# Records from a collection
━━━━━━━━━━━━━━━━━━━━
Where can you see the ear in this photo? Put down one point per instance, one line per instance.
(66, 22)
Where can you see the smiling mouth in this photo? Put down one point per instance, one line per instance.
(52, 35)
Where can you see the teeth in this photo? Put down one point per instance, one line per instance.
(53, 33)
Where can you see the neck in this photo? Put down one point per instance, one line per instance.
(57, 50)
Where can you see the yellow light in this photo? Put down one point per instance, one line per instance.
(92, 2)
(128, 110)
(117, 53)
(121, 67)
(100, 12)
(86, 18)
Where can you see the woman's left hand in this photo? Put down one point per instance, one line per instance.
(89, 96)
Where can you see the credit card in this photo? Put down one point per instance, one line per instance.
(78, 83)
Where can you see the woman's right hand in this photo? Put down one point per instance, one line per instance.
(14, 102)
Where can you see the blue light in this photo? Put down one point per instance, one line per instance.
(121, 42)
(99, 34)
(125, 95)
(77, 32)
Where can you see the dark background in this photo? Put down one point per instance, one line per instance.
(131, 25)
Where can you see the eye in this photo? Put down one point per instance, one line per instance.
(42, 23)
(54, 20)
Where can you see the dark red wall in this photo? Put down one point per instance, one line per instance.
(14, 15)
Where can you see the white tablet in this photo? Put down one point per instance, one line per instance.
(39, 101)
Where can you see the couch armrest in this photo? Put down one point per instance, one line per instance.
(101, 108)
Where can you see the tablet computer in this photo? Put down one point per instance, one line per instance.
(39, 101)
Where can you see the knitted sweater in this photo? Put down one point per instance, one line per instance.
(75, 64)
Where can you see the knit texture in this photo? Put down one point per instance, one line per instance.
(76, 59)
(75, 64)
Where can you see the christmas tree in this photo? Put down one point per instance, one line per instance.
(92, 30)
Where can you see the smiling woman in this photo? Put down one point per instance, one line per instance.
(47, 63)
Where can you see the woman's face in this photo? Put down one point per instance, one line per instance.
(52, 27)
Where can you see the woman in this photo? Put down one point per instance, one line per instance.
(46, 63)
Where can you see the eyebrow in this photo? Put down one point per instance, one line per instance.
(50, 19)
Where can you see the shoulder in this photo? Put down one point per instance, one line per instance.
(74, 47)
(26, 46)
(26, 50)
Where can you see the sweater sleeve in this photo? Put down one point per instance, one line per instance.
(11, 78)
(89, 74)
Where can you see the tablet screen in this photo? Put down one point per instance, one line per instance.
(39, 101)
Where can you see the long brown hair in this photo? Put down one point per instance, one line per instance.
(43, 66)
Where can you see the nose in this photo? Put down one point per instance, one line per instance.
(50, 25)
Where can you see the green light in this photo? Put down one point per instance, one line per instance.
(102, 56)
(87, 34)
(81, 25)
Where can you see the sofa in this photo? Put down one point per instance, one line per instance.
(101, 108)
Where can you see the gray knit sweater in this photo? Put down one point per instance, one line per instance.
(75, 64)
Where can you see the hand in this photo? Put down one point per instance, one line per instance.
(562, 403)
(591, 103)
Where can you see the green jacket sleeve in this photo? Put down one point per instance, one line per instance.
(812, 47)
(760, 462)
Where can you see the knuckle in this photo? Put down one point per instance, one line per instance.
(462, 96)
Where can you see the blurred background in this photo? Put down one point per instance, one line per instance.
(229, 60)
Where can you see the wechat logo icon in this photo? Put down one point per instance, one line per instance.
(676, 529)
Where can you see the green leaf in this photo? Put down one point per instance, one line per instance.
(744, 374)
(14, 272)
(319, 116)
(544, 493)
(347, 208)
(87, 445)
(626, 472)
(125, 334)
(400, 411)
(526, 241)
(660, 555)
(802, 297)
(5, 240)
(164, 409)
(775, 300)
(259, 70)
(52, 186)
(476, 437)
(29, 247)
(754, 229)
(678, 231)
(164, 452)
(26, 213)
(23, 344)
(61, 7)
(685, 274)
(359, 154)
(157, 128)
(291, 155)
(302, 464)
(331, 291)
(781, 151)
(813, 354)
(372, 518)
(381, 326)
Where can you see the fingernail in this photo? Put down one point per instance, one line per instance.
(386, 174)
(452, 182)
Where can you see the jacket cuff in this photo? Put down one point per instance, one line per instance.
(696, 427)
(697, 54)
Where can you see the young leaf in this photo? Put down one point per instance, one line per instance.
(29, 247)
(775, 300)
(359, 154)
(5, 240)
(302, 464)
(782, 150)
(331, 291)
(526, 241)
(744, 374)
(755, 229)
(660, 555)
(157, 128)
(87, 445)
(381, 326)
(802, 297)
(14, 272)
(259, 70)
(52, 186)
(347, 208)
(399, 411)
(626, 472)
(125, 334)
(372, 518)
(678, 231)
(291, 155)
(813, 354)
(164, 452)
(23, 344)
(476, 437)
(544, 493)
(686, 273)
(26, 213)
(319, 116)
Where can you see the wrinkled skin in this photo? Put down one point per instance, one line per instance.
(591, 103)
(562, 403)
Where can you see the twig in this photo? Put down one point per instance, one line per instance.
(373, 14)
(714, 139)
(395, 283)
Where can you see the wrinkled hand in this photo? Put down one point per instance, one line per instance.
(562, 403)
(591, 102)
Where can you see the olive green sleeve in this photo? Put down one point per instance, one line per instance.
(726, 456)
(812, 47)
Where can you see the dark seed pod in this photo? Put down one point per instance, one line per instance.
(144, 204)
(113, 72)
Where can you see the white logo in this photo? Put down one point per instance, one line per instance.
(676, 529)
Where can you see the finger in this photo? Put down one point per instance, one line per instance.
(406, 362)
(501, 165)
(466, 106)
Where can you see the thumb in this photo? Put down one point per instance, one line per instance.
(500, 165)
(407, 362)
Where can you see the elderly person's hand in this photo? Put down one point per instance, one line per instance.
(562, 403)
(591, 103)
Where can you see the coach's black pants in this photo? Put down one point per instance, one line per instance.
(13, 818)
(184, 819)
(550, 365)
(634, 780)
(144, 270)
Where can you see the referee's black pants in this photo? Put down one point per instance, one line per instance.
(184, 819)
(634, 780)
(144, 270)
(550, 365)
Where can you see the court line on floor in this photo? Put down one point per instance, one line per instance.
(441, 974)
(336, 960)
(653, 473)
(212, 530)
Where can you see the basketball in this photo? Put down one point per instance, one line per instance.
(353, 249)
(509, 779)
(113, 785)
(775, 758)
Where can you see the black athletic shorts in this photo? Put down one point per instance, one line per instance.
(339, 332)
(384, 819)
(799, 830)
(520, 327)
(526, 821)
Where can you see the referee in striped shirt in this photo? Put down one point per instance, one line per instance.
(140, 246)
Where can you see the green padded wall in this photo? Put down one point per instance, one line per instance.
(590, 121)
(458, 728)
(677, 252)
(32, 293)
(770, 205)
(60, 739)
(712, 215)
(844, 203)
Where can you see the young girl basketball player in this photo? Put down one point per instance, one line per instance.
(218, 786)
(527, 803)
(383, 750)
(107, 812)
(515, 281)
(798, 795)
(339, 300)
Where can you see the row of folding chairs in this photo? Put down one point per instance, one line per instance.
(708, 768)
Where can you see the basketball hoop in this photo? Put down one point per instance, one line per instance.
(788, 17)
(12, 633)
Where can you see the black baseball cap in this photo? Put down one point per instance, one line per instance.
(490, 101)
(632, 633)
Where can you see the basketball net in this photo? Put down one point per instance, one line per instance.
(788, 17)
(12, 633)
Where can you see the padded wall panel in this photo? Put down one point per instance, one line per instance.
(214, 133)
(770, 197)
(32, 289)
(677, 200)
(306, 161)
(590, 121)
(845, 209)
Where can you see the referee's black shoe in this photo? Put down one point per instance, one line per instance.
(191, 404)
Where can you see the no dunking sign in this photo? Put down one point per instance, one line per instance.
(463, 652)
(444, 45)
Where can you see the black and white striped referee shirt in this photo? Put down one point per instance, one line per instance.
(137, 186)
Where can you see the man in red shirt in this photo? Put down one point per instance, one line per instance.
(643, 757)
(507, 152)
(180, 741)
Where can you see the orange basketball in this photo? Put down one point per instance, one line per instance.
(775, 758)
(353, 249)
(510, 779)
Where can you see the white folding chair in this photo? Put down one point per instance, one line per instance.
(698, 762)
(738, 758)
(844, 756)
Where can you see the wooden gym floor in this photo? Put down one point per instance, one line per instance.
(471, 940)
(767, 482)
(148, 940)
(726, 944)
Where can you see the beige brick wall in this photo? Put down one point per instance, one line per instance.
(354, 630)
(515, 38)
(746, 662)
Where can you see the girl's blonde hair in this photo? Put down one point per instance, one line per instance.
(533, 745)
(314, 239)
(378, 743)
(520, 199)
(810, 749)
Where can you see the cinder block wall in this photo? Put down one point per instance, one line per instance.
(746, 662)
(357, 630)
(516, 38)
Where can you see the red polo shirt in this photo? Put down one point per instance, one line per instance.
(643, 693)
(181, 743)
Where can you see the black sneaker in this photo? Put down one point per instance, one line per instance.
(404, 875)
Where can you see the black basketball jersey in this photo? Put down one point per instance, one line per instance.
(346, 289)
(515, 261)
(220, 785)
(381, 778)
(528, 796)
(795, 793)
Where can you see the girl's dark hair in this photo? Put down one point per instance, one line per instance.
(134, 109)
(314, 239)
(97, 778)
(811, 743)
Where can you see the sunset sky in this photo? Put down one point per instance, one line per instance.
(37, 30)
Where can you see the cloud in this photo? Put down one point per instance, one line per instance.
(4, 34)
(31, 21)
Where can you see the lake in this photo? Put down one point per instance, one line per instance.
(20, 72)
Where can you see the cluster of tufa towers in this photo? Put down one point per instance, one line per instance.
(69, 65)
━━━━━━━━━━━━━━━━━━━━
Render the data, starting at the line containing "Where can you see the black sneaker" and ending at the end of the data, as a two-column CSV with the header text,answer. Put each text and its full answer together in one row, each in a single quoted field, with line breaks replaced by spaces.

text,answer
"Where can you see the black sneaker in this photo? Put down one point per instance, one line per instance.","(404, 875)"
"Where can you see the black basketball jersey in this photo? Put down one point per instance, one line per instance.","(346, 289) (515, 261) (220, 785) (381, 778) (528, 796) (795, 793)"
"Where can you see the girl's dark hair in this photo? Put down one point per instance, one line per instance.","(134, 109) (314, 239) (97, 778) (811, 743)"
"Where can you see the sunset sky in this photo? Put down one point per instance, one line per instance.","(37, 30)"
"Where can you see the cloud in this photo? Put down one point per instance, one line per instance.","(4, 34) (31, 21)"
"Where can you see the lake in this photo? Put down one point per instance, one line per instance.","(20, 72)"
"Where can you see the cluster of tufa towers in this photo? Put down one point per instance, one line per instance.","(69, 65)"